Bernard J. Matkowsky

Bernard J. Matkowsky
Bernard J. Matkowsky
Bernard J. Matkowsky, the John Evans Professor of Engineering Sciences and Applied Mathematics in the McCormick School of Engineering, has been awarded the 2017 John von Neumann Lecture Prize by the Society for Industrial and Applied Mathematics (SIAM).

Matkowski received the award for his leading contributions to the methods and applications of matched asymptotics and singular perturbations. He delivered the associated prize lecture, "Singular Perturbations in Noisy Dynamical Systems," at the SIAM Annual Meeting in Pittsburgh, Pennsylvania, on July 11.

Matkowsky is recognized for his successful impact on applications to problems exhibiting resonance, the effect of noise on deterministic dynamical systems, bifurcation phenomena and to pattern formation. He is an international leader in the mathematical theory of gaseous combustion and combustion synthesis.

Barbara Newman

Barbara Newman, the John Evans Professor of Latin and professor of English, religious studies and classics in the Weinberg College of Arts and Sciences, has been elected to the American Philosophical Society (APS).

Newman joins 31 others in the 2017 class. Founded in 1743 by Benjamin Franklin for the purpose of “promoting useful knowledge,” the society today has 1,019 elected members and has elected 5,605 members in its history.

◆ **Study material**:

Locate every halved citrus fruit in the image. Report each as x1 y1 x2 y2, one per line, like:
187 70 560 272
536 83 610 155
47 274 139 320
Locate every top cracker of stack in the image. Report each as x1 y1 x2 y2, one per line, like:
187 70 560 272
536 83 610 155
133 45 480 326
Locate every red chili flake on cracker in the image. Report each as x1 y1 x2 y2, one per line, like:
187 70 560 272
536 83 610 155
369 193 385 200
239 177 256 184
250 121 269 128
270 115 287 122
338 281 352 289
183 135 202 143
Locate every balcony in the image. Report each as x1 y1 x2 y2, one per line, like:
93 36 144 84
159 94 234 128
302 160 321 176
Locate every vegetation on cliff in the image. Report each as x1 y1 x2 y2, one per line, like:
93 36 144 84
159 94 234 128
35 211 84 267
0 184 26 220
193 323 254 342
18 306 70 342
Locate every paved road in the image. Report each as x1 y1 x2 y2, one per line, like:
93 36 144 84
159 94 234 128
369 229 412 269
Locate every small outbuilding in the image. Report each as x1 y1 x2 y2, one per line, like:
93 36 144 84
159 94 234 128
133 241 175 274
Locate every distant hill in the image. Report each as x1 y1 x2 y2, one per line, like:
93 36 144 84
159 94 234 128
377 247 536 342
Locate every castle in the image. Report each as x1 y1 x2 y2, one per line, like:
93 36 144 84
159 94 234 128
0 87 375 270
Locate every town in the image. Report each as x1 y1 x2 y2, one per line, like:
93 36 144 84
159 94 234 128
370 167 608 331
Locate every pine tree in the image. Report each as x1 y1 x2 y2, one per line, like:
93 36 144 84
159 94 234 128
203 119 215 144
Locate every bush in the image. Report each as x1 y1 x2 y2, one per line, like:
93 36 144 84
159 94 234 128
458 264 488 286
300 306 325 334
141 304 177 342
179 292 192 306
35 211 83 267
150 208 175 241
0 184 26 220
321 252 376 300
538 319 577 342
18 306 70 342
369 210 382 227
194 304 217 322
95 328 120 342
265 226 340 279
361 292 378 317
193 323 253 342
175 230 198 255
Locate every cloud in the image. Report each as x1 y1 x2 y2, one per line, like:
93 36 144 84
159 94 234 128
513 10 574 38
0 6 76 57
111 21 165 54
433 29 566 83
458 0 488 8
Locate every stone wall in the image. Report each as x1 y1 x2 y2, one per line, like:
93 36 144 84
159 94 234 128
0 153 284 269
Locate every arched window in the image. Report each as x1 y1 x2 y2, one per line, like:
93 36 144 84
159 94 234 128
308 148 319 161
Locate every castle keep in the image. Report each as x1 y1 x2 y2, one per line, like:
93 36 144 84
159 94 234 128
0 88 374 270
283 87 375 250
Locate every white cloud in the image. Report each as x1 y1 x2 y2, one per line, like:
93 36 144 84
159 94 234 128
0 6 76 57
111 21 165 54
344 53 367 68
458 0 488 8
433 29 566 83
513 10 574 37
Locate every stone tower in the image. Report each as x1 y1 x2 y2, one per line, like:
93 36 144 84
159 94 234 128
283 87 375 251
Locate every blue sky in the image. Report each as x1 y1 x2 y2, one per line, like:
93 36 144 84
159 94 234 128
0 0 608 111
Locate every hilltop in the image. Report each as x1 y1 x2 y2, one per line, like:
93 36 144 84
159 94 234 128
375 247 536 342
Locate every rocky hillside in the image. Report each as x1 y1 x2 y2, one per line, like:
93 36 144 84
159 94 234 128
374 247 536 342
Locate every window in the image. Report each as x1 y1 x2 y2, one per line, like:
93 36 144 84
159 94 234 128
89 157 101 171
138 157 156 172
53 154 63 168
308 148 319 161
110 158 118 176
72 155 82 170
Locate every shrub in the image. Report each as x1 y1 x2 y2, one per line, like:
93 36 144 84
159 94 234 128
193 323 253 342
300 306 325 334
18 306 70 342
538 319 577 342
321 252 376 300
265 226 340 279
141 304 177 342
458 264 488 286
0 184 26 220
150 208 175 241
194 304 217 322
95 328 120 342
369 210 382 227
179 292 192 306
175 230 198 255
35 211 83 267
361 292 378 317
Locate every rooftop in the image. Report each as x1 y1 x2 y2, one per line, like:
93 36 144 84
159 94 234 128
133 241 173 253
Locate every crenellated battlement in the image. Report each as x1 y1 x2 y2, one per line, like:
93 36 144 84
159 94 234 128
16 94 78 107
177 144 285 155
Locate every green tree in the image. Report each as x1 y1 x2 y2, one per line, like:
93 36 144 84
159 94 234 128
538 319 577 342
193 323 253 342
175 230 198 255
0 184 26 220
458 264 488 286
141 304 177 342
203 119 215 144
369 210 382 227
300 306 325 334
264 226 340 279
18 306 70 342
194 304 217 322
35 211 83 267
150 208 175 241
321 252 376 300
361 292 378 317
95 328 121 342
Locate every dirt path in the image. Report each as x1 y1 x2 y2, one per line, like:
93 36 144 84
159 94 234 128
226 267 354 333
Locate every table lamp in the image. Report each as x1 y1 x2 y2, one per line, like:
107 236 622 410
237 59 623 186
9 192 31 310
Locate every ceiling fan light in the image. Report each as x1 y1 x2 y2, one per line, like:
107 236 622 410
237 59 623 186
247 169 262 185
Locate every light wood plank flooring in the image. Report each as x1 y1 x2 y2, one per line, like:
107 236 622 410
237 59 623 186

◆ **Instructions for the task**:
Using the text about Matkowsky and Newman, explain why Bernard J. Matkowsky was given the 2017 John von Neumann Lecture Prize. Answer in one to three sentences.

◆ **Solution to this exercise**:
The Society for Industrial and Applied Mathematics gave Matkowsky the prize for his leading contributions to the methods and applications of matched asymptotics and singular perturbations.